* _EXERCISE INSTRUCTIONS_:
A. Transcribe the St. Louis revenue study summary from "The PFM Group" up to and including "and wage growth.".
B. List the revenue categories that the St. Louis revenue study summary says have exhibited even less growth than the general rate of inflation.
C. Take the St. Louis revenue study summary further, continuing from its last sentence.

* _SOURCE PASSAGE_:
_ _ _ _ _ _ _

Executive Summary (1)

The PFM Group – St. Louis Comprehensive Revenue Study

City Strengths

The City is a regional center with a diverse economy and tax base. The City has made investments in its urban core that have played a role in the re-urbanization trend that has appeared in St. Louis and elsewhere across the country. The City has shown progress in employment and wage growth.

City Challenges

The City has to navigate stagnant to declining revenues and increased demand for services. Despite the more recent gains in employment and wages, St. Louis has experienced a long-term decline as the City’s proportion of personal income and metropolitan area jobs have fallen significantly. While comparable cities identified in the report experienced a similar decline in
personal income, St. Louis’ decline has been the largest.

City Revenue Structure and Growth Rates

St. Louis relies on a mix of revenue. The largest source of City revenues is the earnings tax, which makes up 31 percent of general fund revenue. Combined with the earnings tax, franchise, property, and sales tax revenues comprise 65 percent of City General Fund revenues. Recent and longer-term revenue growth has been below the general rate of inflation. Several major categories, including sales tax, payroll expense tax, franchise taxes, and departmental revenues, have exhibited even less growth.

_ _ _ _ _ _ _

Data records
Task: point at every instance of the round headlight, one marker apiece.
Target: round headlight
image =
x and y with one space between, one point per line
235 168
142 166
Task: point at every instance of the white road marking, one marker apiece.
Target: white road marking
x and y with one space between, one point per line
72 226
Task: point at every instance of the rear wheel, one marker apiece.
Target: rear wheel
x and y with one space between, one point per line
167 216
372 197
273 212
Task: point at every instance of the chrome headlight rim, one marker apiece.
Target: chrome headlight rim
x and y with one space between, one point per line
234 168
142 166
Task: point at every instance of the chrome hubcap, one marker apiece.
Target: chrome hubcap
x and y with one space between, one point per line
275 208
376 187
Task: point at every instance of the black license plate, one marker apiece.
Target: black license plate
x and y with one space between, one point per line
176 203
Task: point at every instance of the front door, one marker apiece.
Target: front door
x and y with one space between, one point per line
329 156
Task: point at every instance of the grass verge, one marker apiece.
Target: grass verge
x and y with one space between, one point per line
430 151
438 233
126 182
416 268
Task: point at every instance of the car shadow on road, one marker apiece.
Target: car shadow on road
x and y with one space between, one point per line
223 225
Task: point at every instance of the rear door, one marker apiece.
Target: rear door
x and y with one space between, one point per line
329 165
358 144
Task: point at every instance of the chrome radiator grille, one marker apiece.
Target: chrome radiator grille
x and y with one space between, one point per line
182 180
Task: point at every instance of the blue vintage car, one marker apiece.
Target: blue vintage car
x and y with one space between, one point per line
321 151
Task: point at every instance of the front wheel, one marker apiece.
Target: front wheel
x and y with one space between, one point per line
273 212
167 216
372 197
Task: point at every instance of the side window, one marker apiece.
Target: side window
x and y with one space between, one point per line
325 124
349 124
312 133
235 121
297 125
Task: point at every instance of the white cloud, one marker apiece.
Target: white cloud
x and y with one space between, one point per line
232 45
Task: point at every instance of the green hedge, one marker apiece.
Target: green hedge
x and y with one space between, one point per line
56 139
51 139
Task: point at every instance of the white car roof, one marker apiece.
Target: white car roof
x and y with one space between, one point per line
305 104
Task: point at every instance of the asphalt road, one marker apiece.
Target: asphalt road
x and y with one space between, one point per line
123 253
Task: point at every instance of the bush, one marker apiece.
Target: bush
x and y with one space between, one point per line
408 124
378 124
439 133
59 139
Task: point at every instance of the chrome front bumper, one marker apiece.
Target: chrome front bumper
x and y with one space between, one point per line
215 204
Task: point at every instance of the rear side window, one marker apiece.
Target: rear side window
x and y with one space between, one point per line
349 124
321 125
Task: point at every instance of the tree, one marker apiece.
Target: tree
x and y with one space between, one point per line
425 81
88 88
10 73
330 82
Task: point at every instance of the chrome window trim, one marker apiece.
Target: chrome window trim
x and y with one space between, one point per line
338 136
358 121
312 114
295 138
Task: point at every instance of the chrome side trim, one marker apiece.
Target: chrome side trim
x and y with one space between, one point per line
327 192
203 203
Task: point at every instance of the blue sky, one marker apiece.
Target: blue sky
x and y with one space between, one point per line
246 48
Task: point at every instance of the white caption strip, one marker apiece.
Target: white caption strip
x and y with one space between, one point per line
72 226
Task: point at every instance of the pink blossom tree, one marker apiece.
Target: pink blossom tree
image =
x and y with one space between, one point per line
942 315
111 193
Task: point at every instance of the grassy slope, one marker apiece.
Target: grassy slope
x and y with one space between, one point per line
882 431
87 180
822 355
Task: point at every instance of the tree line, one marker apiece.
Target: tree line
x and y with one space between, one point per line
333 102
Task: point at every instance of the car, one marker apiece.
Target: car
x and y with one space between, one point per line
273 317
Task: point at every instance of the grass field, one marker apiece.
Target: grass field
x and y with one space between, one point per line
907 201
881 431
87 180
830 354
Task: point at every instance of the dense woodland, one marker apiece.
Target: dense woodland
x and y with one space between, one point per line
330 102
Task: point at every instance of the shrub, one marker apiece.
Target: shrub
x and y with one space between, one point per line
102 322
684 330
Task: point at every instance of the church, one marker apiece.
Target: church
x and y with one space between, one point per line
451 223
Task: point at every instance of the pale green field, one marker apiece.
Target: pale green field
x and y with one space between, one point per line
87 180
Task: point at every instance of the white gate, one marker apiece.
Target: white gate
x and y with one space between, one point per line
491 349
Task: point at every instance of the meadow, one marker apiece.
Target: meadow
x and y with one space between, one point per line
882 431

_ _ _ _ _ _ _

* _ACTIVITY ANSWERS_:
A.
The PFM Group – St. Louis Comprehensive Revenue Study

City Strengths

The City is a regional center with a diverse economy and tax base. The City has made investments in its urban core that have played a role in the re-urbanization trend that has appeared in St. Louis and elsewhere across the country. The City has shown progress in employment and wage growth.

B. sales tax, payroll expense tax, franchise taxes, departmental revenues

C.
Evaluation of Strengths and Weaknesses of St. Louis’ Revenue Structure

St. Louis’ revenue structure possesses some significant strengths consistent with nationwide best practices:

  • Has a blend of income, property, sales, and utility tax revenue.
  • Well diversified economy, with five primary sectors—education and health services, professional and business services, trade, transportation and utilities, leisure and hospitality, and manufacturing—each making up at least 10 percent of the City’s output
  • Evidence of regional funding support for destination attractions and assets

These strengths are in some ways offset by other factors:

  • Heavily reliant on the earnings tax. St. Louis generates more than twice as much revenue from the earnings tax than it does from any other revenue stream
  • Constrained by the Hancock Amendment (Hancock). Hancock requires voter approval before any political subdivision in Missouri can levy any “tax, license, or fee” not authorized when the Amendment was adopted or increase the current levy above the level at the time of adoption.